>>>

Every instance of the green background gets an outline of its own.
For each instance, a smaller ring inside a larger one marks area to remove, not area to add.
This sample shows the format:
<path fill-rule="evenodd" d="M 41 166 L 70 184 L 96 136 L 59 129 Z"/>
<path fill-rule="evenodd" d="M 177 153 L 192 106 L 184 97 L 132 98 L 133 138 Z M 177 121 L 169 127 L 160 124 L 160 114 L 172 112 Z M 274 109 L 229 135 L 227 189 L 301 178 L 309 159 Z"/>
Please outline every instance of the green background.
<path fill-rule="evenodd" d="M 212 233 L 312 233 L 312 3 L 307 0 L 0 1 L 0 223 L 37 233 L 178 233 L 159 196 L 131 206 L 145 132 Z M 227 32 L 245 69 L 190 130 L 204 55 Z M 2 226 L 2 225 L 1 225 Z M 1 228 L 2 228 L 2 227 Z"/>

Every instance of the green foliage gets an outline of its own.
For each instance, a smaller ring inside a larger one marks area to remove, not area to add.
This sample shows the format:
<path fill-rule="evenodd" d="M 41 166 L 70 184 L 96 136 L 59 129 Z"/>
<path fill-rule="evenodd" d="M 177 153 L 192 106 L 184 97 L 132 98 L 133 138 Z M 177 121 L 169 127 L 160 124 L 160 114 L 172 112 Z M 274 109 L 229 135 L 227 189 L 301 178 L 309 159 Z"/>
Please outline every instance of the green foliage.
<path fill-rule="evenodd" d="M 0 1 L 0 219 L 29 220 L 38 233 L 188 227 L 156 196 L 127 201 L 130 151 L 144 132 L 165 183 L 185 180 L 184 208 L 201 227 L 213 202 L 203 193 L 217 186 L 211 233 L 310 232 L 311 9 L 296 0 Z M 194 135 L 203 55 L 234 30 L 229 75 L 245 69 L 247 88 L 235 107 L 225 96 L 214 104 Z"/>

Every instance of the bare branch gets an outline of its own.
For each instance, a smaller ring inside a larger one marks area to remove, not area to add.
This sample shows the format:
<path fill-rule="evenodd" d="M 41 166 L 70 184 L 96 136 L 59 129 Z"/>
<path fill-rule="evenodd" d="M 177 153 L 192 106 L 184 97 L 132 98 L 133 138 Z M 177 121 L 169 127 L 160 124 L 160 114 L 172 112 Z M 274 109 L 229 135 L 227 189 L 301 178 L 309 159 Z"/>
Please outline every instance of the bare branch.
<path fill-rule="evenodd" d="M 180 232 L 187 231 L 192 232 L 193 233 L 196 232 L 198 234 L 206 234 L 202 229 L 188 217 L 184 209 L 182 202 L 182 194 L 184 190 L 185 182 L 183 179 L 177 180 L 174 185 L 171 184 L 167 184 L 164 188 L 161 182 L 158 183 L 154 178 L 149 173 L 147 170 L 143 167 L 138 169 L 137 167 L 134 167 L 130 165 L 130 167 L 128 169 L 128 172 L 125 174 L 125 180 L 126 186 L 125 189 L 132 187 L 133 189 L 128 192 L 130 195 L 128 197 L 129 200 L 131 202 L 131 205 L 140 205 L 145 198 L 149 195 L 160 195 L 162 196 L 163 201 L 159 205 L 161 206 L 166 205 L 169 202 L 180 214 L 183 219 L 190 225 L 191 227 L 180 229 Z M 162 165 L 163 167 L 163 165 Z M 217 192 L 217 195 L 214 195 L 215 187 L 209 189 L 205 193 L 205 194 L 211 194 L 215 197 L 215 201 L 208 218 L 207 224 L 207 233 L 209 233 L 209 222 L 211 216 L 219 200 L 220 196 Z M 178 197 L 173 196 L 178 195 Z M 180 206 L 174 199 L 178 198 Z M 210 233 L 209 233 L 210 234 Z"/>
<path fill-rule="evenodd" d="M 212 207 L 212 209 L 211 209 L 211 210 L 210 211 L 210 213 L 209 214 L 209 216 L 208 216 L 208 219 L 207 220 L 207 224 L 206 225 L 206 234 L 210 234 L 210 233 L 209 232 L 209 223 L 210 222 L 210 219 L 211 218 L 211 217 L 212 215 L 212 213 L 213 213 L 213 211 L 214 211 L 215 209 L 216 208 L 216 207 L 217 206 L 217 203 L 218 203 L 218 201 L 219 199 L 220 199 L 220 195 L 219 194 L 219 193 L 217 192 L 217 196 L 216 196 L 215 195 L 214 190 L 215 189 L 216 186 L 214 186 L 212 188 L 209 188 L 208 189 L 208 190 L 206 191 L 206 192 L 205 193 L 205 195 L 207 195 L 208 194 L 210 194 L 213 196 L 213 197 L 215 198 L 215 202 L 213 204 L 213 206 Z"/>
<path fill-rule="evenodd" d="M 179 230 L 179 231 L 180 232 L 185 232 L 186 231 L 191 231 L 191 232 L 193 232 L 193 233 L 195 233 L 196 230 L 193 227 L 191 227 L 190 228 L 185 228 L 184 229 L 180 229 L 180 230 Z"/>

<<<

Copy all three rows with each "instance" swapped for "region", changing nothing else.

• _SOLUTION TO THIS EXERCISE_
Every region of the green background gets an outline of its own.
For each region, a smaller ring inside a larger one marks area to remove, not area to add.
This sample shows the format:
<path fill-rule="evenodd" d="M 41 166 L 70 184 L 96 136 L 59 129 Z"/>
<path fill-rule="evenodd" d="M 177 153 L 192 106 L 184 97 L 132 98 L 133 138 Z M 177 121 L 169 127 L 160 124 L 160 114 L 172 112 Z M 274 109 L 229 135 L 227 189 L 301 178 L 309 159 Z"/>
Please outline every region of the green background.
<path fill-rule="evenodd" d="M 212 233 L 312 233 L 312 3 L 307 0 L 0 1 L 0 223 L 37 233 L 178 233 L 159 196 L 131 206 L 145 132 Z M 227 32 L 245 69 L 190 130 L 204 55 Z M 2 226 L 2 225 L 1 225 Z M 1 228 L 2 228 L 2 227 Z"/>

Every region of the green foliage gets an outline of its own.
For each region, a smaller ring inside a larger one marks area to remove, not area to add.
This sample shows the format:
<path fill-rule="evenodd" d="M 41 166 L 70 184 L 96 136 L 59 129 Z"/>
<path fill-rule="evenodd" d="M 177 153 L 192 106 L 184 97 L 132 98 L 133 138 Z M 177 121 L 169 127 L 160 124 L 160 114 L 172 112 Z M 274 109 L 229 135 L 227 189 L 301 178 L 309 159 Z"/>
Please outline every region of the green foliage.
<path fill-rule="evenodd" d="M 0 1 L 0 219 L 29 220 L 38 233 L 188 227 L 156 196 L 127 201 L 130 151 L 144 132 L 165 183 L 185 180 L 184 208 L 201 227 L 213 202 L 203 193 L 217 186 L 211 233 L 310 232 L 311 9 L 296 0 Z M 194 135 L 203 55 L 234 30 L 229 75 L 245 69 L 247 88 L 235 107 L 225 96 L 214 104 Z"/>

Every region of the bare branch gets an outline of its own.
For each region, a smaller ring inside a larger one marks area to remove, not area to add.
This sample shows the format:
<path fill-rule="evenodd" d="M 41 166 L 70 184 L 96 136 L 59 129 Z"/>
<path fill-rule="evenodd" d="M 177 153 L 192 106 L 184 97 L 132 98 L 133 138 Z M 177 121 L 169 127 L 160 124 L 160 114 L 172 112 Z M 274 109 L 229 135 L 227 189 L 301 178 L 309 159 Z"/>
Please outline every region of the bare branch.
<path fill-rule="evenodd" d="M 180 232 L 187 231 L 192 232 L 193 233 L 196 232 L 198 234 L 206 234 L 202 229 L 188 217 L 184 209 L 182 202 L 182 194 L 184 190 L 185 182 L 183 179 L 177 180 L 174 185 L 171 184 L 167 184 L 164 188 L 161 182 L 158 183 L 154 178 L 149 173 L 147 170 L 143 167 L 138 169 L 137 167 L 134 167 L 130 165 L 130 167 L 128 169 L 128 172 L 125 174 L 125 180 L 126 186 L 125 189 L 132 187 L 133 189 L 128 192 L 130 195 L 128 197 L 129 200 L 131 202 L 131 205 L 140 205 L 145 198 L 149 195 L 160 195 L 162 196 L 163 201 L 159 205 L 161 206 L 166 205 L 169 202 L 180 214 L 183 219 L 190 225 L 191 227 L 180 229 Z M 162 165 L 163 167 L 163 165 Z M 217 192 L 217 195 L 214 195 L 215 187 L 209 189 L 205 193 L 205 194 L 211 194 L 215 197 L 215 201 L 208 218 L 207 224 L 207 233 L 209 233 L 209 222 L 211 216 L 219 200 L 220 196 Z M 178 197 L 173 196 L 178 195 Z M 180 206 L 174 199 L 178 198 Z M 210 233 L 209 233 L 210 234 Z"/>
<path fill-rule="evenodd" d="M 212 207 L 212 209 L 211 209 L 211 210 L 210 211 L 210 213 L 209 214 L 209 216 L 208 216 L 208 219 L 207 220 L 207 224 L 206 225 L 206 234 L 210 234 L 210 233 L 209 232 L 209 223 L 210 222 L 210 219 L 211 218 L 211 217 L 212 215 L 212 213 L 213 213 L 213 211 L 214 211 L 215 209 L 216 208 L 216 207 L 217 206 L 217 203 L 218 203 L 218 201 L 219 199 L 220 199 L 220 195 L 219 194 L 219 193 L 217 192 L 217 196 L 216 196 L 215 195 L 214 190 L 215 189 L 216 186 L 214 186 L 212 188 L 209 188 L 208 189 L 208 190 L 206 191 L 206 192 L 205 193 L 205 195 L 207 195 L 208 194 L 210 194 L 213 196 L 213 197 L 215 198 L 215 202 L 213 204 L 213 206 Z"/>
<path fill-rule="evenodd" d="M 179 230 L 179 231 L 180 232 L 185 232 L 186 231 L 191 231 L 191 232 L 193 232 L 193 233 L 195 233 L 196 230 L 193 227 L 191 227 L 190 228 L 185 228 L 184 229 L 180 229 L 180 230 Z"/>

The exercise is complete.